__Estratto da leggere__.
##########

A nostro parere – nonostante tutto – non solo molte cose potrebbero andare per il verso giusto, ma alcune lo stanno facendo già ora. Cominciamo dall’aspetto più importante: i fondamentali che sottostanno all’outlook economico. L’attenuazione dei livelli di crescita USA e globali (comunque ancora solidi) implica uno scenario di inflazione estremamente favorevole. Il restringimento delle condizioni monetarie, combinato con lo scemare degli effetti del taglio fiscale negli USA e con la reintroduzione di stimoli monetari e fiscali in Cina, promette bene per una possibile risincronizzazione della crescita globale. Tutto ciò dovrebbe essere positivo per i mercati del rischio globali. Ma tutte le incertezze di cui abbiamo parlato prima non potrebbero far precipitare la situazione? Di certo c’è bisogno di prudenza, ma crediamo ci siano segnali incoraggianti.
 
La Fed, sotto la guida di Jerome Powell, ha iniziato l’anno rivedendo al rialzo il suo percorso di rialzo dei tassi, sulla base di due considerazioni: un maggior spinta fiscale e una crescita globale più robusta. Ma oggi gli effetti del taglio delle tasse stanno svanendo, e la crescita globale ha rallentato il passo. Ad agosto il presidente Powell ha spiegato l’importanza di tener conto delle incertezze e delle difficoltà nel seguire strettamente i modelli economici della Fed, i quali si basano su una serie di assunti che storicamente sono stati spesso oggetto di revisione. L’umiltà di questa dichiarazione fu ben accolta dal mercato. La Fed dovrebbe infatti sì adottare una politica restrittiva con il risalire dell’inflazione, ma i restringimenti anticipati basati sui modelli della Fed spesso ha avuto esiti negativi. L’affermazione di Powell aveva dunque convinto gli investitori che un errore di politica monetaria fosse tutto sommato meno probabile.

##########

__Segmento di dati__.

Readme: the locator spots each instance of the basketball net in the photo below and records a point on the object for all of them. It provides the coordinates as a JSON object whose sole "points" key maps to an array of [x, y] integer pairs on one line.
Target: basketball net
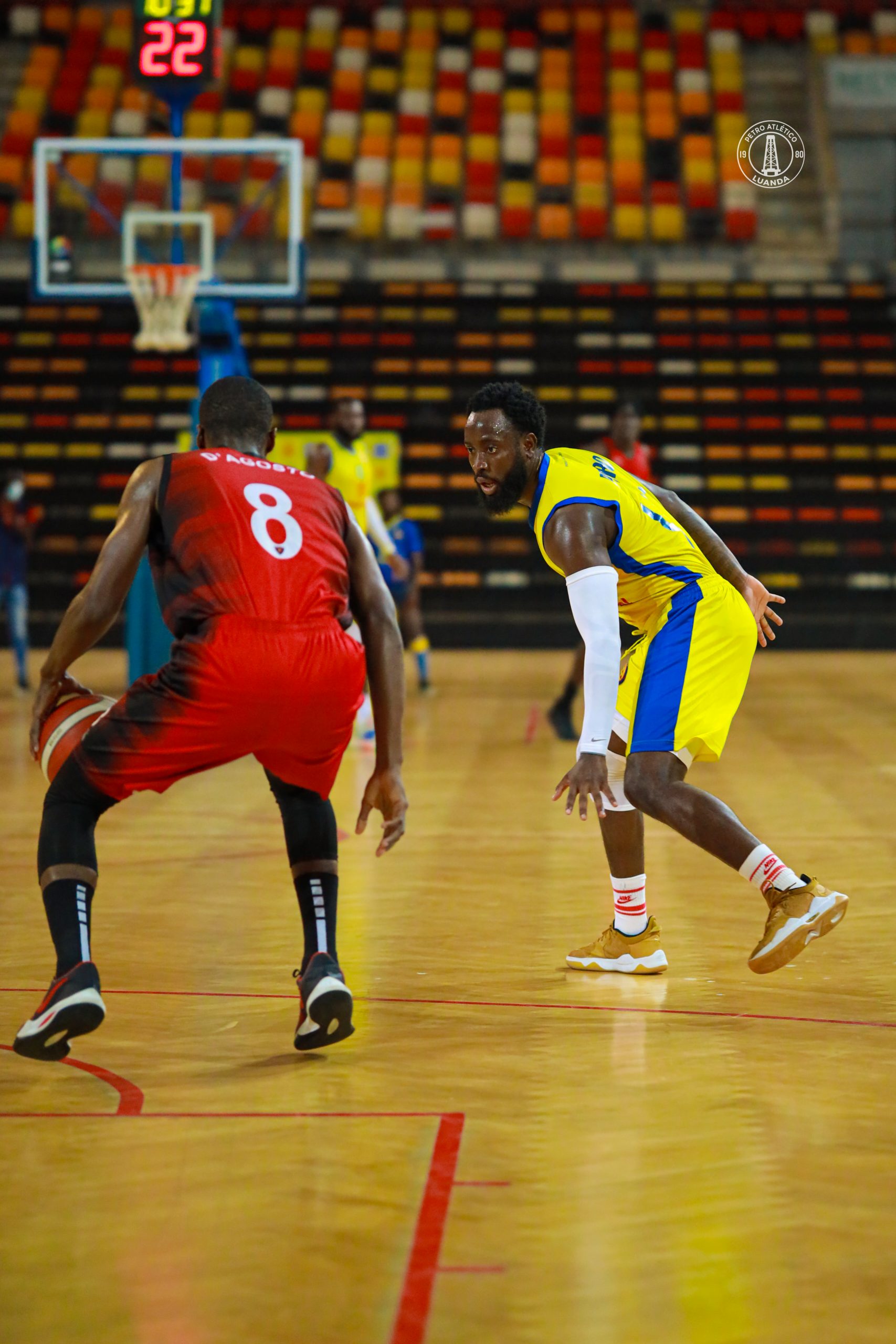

##########

__Obiettivo__. Ricopia parola per parola l'estratto sull'outlook economico da "A nostro parere" fino a "siano segnali incoraggianti." compreso. Le righe non sono necessarie.

__Risposta completa__.
A nostro parere – nonostante tutto – non solo molte cose potrebbero andare per il verso giusto, ma alcune lo stanno facendo già ora. Cominciamo dall’aspetto più importante: i fondamentali che sottostanno all’outlook economico. L’attenuazione dei livelli di crescita USA e globali (comunque ancora solidi) implica uno scenario di inflazione estremamente favorevole. Il restringimento delle condizioni monetarie, combinato con lo scemare degli effetti del taglio fiscale negli USA e con la reintroduzione di stimoli monetari e fiscali in Cina, promette bene per una possibile risincronizzazione della crescita globale. Tutto ciò dovrebbe essere positivo per i mercati del rischio globali. Ma tutte le incertezze di cui abbiamo parlato prima non potrebbero far precipitare la situazione? Di certo c’è bisogno di prudenza, ma crediamo ci siano segnali incoraggianti.